### EXERCISE GOAL
Extend the passage below about playing music in the newsroom, picking up right after its last sentence.

An elder classic audiophile needed only seconds of listening to tell me the boxes (as well as the amplifier) are crap, but some younger colleagues with a tiny budget thought the jet black heavy speaker boxes from the German retailer ' stellar'.

At the Internet corner of the central desk we think they're stellar too, so from seven tot nine (digital starts earlier that paper) it's morning disco at war level.

We're playing our favorite songs - varying from The Bolero and Ludwig Von to Creedence Clear Water, and plenty of modern stuff, we love the Scissor Sisters. After all, each day the mailman brings at least ten brand new cd's, to be reviewed by the culture cowboys on the next block, and they don't mind the stuff coming a few minutes later, trimmed and shaved by iTunes.

All legal according to Dutch law, that permits you to make back up copies of something legally acquired. Like review examples sent for free by record companies, right?

By the way; who is the owner when they arrive and the chief culture, who is to split the presents between his disciples, hans't fallen out of his bed yet, after another big night of opera - and after opera?

From 09:00 a.m. sharp we're working under a marching order: the big button on the old Pioneer amplifier is to be tunred ten ticks to the left. Not even enough for some colleagues, apparently gifted with perfect hearing, so the rest of the day we're listening to sleep-inducing muzak. Meanwhile silently growling that the time will come that we have to follow the smokers outside, to do what we can't miss.

But I must admit that the lovers of silence might be right after all.

(Point-per-instance localization data)
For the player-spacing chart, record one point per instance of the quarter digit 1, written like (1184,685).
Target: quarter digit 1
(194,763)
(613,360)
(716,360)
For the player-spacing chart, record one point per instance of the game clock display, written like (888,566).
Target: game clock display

### ANSWER SECTION
A lot of blogs and newspapers this week wrote about professor Fan Gang Zeng from the University of California-Irvine, who started noticing something alarming among his students: unexplained hearing loss. In each of his biomedical engineering classes Zeng found several students with the type of damaged hearing you normally wouldn't see until 50 or 60 years old.

It's been two years since the phenomenon began; just about how long it took MP3 player to become a staple for college students nationwide.

Coincidence? Zeng doesn't think so.

"We can't say for sure it's from MP3 players, but I don't know what else has changed," said Zeng, a researcher specializing in hearing loss. "The climate and the food are the same."

While I particular like the last part of the previous sentence (Al Gore doesn't agree), I'm not deaf (yet) for what Zeng is telling.

So, next to the marching order mentioned, we've created another one, The 80/90 Zeng Rule: we won't turn the volume up higher than 80 percent, and limit the listening time to 90 minutes.

In time we'll hear if that helps.

Posted: January 6, 2007 04:00 PM (504 words).